-- start Page text --

Rhonda Weppler and Trevor Mahovsky have worked collaboratively since 2004. Their work has increasingly incorporated communal aspects of making, such as DIY tutorial videos and virtual crafting bees, in the context of economies of appropriation, trade, and the gift. Expanding on these themes, while also exploring ideas of collaboration, connection, and community, their exhibition at the Owens features two works: the new video installation Solaris, and a special Sackville presentation of the Pom-Pom Jam Mobile Hub.
Rhonda Weppler and Trevor Mahovsky
Solaris
In October 2023, Weppler and Mahovsky ran collaborative workshops at Marshview Middle School and the Owens Art Gallery, during which participants made single-line drawings, small relief sculptures, and imitative soundscapes based on the theme “water connects all living things.”
Upon returning to their Toronto studio, the artists photographed these drawings and digitally stitched them into a single, looped drawing. They also cast participants’ sculptures in ice, filming each one as it melted into a puddle of water. Through this process, the sculptures were transformed into monumental icebergs. In the video, each ice sculpture seems to rise like an apparition from an inky black sea, only to melt again, suggesting both the beginning and end of the world.

-- end Page text --

== Stated exercise ==
Extend the exhibition text above about Weppler and Mahovsky's Solaris, starting right after its last sentence.

-- start Data excerpt --

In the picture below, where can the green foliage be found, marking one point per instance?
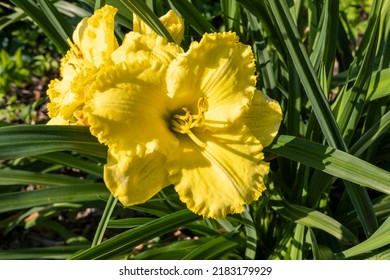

-- end Data excerpt --

== Reply to the exercise ==
The soundtrack for the video was performed by the artists and workshop participants using handmade, provisional instruments to create wave, rain, and stream symphonies. Woven into these compositions is Frédéric Chopin’s Prelude in D flat major, Op. 28, No. 15 (Raindrop), a work inspired by and suggests the sound of rain. As music of the most ancient and fundamental kind—an imitation of nature—this score echoes the primordial character of the simplified ice forms seen in the video.
These various elements, along with documentary footage from the workshops, hint at the complexities and struggles of the collaborative process and the give-and-take of trading knowledge, time, and things. The artists’ remaking and melting of the participants’ contributions is balanced against the care taken to document the symbols they created, thus offering them a shimmering afterlife.
The title of the project is taken from Andrei Tarkovsky’s film, Solaris (1972), in which scientists studying a mysterious ocean planet encounter apparitions of people from their past, who mysteriously appear aboard their space station. Produced from the memory of the scientists, these apparitions bring up intense feelings of love and regret. On the surface of the watery planet, islands begin to form, also seemingly made from memories.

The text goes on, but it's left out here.